# Gentoo support for Harware RAID

## dlambeth

Okay, so I've been working with Gentoo for a long time but somehow never got around dealing with RAID. Does anyone know if there is support for harware RAID with kernel 2.6.19X? Lot's of servers come with SATA RAID but I found out most servers that have SATA RAID are not true hardware RAID, they are controlled by the BIOS. Does anyone know of any good reasonable priced hardware RAID cards that will work with Gentoo? If so please enlighten me.

Cheers!

PS Software RAID bites so I wont' really use it unless I have no alternative.

----------

## Suicidal

LSI  seems to be well supported. While not cheap they have always had good in kernel support.

----------

## dlambeth

Great! yeah I'm familiar with those cards but never used them in anything other than Microsoft OS. I wonder if the latest Gentoo distro would be much pain to get working with this.

Thanks,

----------

## elgato319

3ware raid controllers are also working very well under Linux.

http://www.3ware.com/support/OS-support.asp

----------

## huuan

I've just done an install of a system with a SAS5iR hardware SATA RAID conroller and it seems to work OK so far.

I had a time figuring out which driver to use but found some help

https://forums.gentoo.org/viewtopic-t-543406-highlight-poweredge.html

----------

## dlambeth

Excellent, keep me posted your progress if you can. I am looking at the 3ware line of cards, but I want to make sure someone is successful with a Gentoo 2.6 kernel implementation of a hardware RAID.

Thanks everyone!

----------

## wyv3rn

Using 3ware RAID on multiple machines with no problems.  3ware hardware has been well supported by Linux for a number of years.

----------

## Cyker

Do Hardware RAID cards actually need Kernel support?

I thought they'd just 'work'.

I know for sure the only things that need Kernel drivers are 'accelerated' RAID cards, and possibly the management utils for accel/hardware RAID cards...?

----------

## Suicidal

 *Cyker wrote:*   

> Do Hardware RAID cards actually need Kernel support?
> 
> I thought they'd just 'work'.
> 
> I know for sure the only things that need Kernel drivers are 'accelerated' RAID cards, and possibly the management utils for accel/hardware RAID cards...?

 

They really do, most cards get auto detected and it appears that it is automatic but I had one hell of a time the first time in installed Gentoo 2005.0 on a power edge 4600 with a PERC 4 DI, 

I had to rmmod the raid module and all of the Ethernet modules and then modprobe them back in to get it to detect both the disks and network; thankfully after installed it ran much, much, much better.

Directive: Copy the Gentoo hardware RAID thread from "Okay, so I've" up to and including "please enlighten me.", swapping "SATA RAID" for "motherboard RAID".

Dataset extract:
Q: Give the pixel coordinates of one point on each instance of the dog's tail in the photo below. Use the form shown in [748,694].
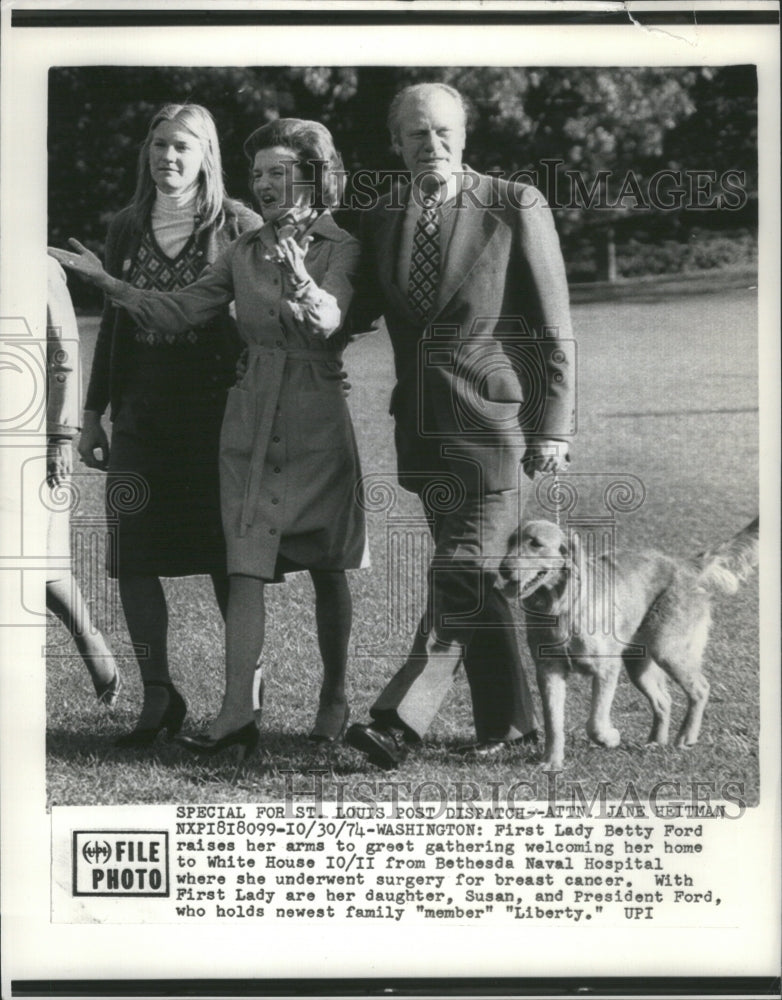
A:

Written response:
Okay, so I've been working with Gentoo for a long time but somehow never got around dealing with RAID. Does anyone know if there is support for harware RAID with kernel 2.6.19X? Lot's of servers come with motherboard RAID but I found out most servers that have motherboard RAID are not true hardware RAID, they are controlled by the BIOS. Does anyone know of any good reasonable priced hardware RAID cards that will work with Gentoo? If so please enlighten me.